What to work on: Type out the part of the movie notes word for word, starting at "LEGO Ninjago movie" and ending at "(and his cat).".

Excerpt:
####################

Other things I've watched lately:
Kingsman: The Golden Circle - really enjoyed this, in some ways more than the first one. Julianne Moore was a delightful villain, and was great to see some familiar faces. I was worried this might be too "American" given its theme, but I thought it stayed true to its origins, and picked up all the existing plot threads - even minor ones - in a a very satisfying way.
LEGO Ninjago movie - hmm, having trouble remembering much about this one, but it was good for what it was. Lloyd and his group of mates are Ninjago warriors who must battle the evil Garmadon... who also happens to be Lloyd's dad. Bummer. I vaguely remember it being fun, and very much enjoyed the framing story featuring Jackie Chan (and his cat).

####################

Supplied data:
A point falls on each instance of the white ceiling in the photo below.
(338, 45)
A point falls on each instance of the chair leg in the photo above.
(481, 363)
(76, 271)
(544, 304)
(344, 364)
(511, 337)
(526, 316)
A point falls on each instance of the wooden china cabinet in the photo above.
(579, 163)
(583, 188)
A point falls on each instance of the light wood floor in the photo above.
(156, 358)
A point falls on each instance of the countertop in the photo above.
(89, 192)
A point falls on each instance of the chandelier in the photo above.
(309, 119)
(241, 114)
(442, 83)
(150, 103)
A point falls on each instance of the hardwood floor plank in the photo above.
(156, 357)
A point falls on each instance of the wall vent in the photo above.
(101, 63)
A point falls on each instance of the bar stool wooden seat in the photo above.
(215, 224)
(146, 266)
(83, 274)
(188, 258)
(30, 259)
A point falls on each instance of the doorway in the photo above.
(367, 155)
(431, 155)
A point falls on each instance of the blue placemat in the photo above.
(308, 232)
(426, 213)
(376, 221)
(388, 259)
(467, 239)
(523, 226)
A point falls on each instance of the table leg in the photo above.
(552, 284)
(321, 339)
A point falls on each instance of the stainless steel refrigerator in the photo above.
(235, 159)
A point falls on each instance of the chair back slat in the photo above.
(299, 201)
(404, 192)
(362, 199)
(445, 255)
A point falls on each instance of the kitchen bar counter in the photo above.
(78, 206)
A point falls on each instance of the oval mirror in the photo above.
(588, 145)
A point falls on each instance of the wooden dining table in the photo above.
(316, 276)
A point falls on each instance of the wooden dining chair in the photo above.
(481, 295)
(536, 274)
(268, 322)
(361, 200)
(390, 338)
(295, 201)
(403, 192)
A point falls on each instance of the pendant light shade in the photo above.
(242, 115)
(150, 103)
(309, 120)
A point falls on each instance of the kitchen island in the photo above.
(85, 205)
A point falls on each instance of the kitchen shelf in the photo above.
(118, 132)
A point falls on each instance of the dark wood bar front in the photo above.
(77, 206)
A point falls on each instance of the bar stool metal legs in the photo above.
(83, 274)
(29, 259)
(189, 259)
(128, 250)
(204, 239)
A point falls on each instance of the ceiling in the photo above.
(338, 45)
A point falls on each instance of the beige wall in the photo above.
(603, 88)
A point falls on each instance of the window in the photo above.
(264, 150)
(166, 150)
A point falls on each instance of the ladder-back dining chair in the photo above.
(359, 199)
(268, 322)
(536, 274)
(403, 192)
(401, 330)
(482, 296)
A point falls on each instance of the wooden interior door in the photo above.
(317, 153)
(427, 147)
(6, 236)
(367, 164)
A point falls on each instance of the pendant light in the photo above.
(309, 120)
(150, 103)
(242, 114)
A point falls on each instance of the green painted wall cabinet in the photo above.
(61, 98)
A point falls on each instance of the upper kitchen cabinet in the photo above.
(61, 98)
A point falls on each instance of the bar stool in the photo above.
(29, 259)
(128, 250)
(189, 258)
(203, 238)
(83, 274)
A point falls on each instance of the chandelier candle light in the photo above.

####################

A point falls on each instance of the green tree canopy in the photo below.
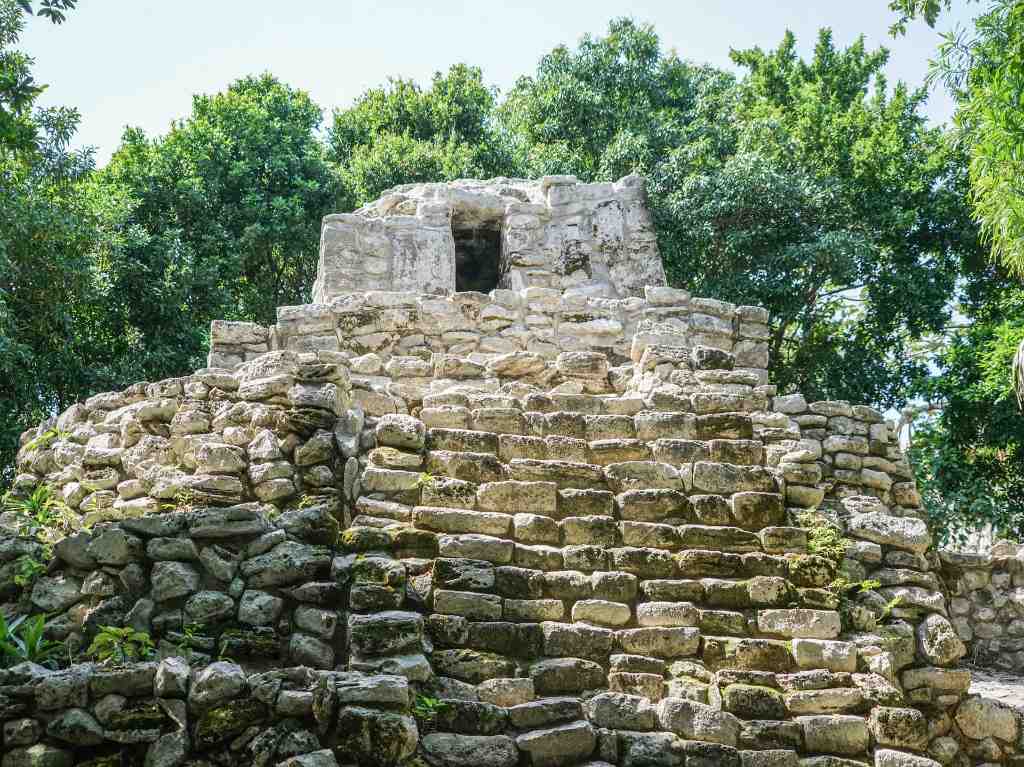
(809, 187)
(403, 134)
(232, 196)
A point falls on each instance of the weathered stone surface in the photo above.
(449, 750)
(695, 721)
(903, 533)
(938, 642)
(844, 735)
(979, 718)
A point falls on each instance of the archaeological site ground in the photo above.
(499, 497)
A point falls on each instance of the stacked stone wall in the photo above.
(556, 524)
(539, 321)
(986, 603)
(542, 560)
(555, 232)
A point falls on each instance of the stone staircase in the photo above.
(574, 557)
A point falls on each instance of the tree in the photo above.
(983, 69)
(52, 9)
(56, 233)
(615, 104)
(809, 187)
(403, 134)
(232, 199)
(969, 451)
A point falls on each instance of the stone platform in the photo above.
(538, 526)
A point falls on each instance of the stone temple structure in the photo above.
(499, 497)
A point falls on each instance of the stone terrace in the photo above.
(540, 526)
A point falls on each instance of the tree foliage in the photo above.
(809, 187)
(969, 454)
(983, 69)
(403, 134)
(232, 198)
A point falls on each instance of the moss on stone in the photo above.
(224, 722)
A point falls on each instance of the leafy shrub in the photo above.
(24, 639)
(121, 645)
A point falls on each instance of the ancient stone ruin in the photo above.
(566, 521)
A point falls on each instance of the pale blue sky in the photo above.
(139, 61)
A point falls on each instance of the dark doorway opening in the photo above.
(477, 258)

####################

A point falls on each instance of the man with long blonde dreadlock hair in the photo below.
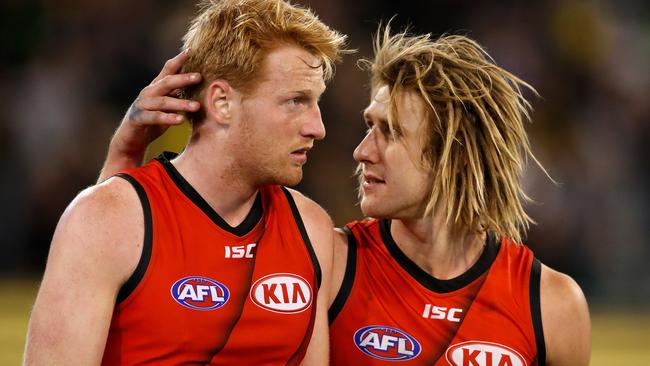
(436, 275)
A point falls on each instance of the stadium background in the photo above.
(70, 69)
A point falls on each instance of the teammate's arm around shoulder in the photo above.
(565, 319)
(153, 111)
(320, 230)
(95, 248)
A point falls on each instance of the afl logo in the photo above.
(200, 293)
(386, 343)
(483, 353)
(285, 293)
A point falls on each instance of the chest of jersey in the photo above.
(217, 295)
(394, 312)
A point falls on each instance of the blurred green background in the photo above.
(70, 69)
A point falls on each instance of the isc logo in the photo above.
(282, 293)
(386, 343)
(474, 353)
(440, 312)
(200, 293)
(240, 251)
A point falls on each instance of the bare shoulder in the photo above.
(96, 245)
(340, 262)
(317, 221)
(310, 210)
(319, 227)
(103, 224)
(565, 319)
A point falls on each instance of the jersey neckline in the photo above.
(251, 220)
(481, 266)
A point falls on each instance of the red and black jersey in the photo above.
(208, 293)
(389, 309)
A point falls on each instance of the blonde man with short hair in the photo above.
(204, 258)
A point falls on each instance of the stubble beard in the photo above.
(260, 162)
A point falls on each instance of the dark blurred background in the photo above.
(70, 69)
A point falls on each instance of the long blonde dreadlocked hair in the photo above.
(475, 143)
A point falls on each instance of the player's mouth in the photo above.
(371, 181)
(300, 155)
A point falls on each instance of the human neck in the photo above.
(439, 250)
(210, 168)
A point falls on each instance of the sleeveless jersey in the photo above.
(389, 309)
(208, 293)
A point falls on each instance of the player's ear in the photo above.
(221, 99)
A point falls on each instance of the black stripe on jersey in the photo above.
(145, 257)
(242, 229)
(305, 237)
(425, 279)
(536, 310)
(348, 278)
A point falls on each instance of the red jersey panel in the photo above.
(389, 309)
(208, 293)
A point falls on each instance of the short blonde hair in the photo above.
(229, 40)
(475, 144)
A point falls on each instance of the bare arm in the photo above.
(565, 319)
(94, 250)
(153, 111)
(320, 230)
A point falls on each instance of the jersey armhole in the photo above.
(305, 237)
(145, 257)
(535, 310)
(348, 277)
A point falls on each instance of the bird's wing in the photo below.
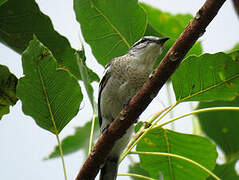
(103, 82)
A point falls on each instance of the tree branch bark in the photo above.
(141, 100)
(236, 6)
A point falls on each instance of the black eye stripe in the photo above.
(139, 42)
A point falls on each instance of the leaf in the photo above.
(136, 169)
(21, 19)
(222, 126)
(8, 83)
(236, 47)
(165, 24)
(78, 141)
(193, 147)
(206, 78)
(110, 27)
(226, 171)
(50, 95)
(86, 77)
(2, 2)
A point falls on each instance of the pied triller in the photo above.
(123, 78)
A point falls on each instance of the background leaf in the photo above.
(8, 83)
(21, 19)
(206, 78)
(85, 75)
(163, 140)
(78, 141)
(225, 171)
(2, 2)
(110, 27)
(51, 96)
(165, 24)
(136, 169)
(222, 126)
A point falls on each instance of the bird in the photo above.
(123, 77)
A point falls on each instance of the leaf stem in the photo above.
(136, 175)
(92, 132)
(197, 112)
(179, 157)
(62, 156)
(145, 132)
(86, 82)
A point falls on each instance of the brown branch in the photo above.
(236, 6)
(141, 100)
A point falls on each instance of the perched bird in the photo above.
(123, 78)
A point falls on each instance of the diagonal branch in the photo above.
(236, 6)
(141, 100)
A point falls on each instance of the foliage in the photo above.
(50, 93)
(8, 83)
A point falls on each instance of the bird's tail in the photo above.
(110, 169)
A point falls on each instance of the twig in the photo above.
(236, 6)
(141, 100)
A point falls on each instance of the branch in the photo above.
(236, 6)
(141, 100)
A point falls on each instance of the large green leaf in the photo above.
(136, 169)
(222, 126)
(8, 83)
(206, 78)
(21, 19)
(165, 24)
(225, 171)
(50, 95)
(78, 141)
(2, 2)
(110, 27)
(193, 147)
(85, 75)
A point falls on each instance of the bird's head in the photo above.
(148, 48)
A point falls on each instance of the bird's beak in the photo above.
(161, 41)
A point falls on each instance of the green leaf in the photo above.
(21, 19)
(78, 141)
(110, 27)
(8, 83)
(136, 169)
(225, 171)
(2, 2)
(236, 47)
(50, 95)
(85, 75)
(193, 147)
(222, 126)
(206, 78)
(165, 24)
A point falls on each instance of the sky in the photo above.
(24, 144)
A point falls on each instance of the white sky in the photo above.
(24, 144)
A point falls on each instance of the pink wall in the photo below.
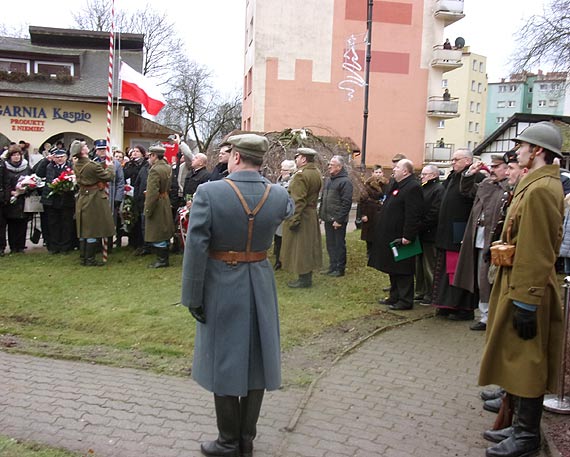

####################

Answer to this task:
LEGO Ninjago movie - hmm, having trouble remembering much about this one, but it was good for what it was. Lloyd and his group of mates are Ninjago warriors who must battle the evil Garmadon... who also happens to be Lloyd's dad. Bummer. I vaguely remember it being fun, and very much enjoyed the framing story featuring Jackie Chan (and his cat).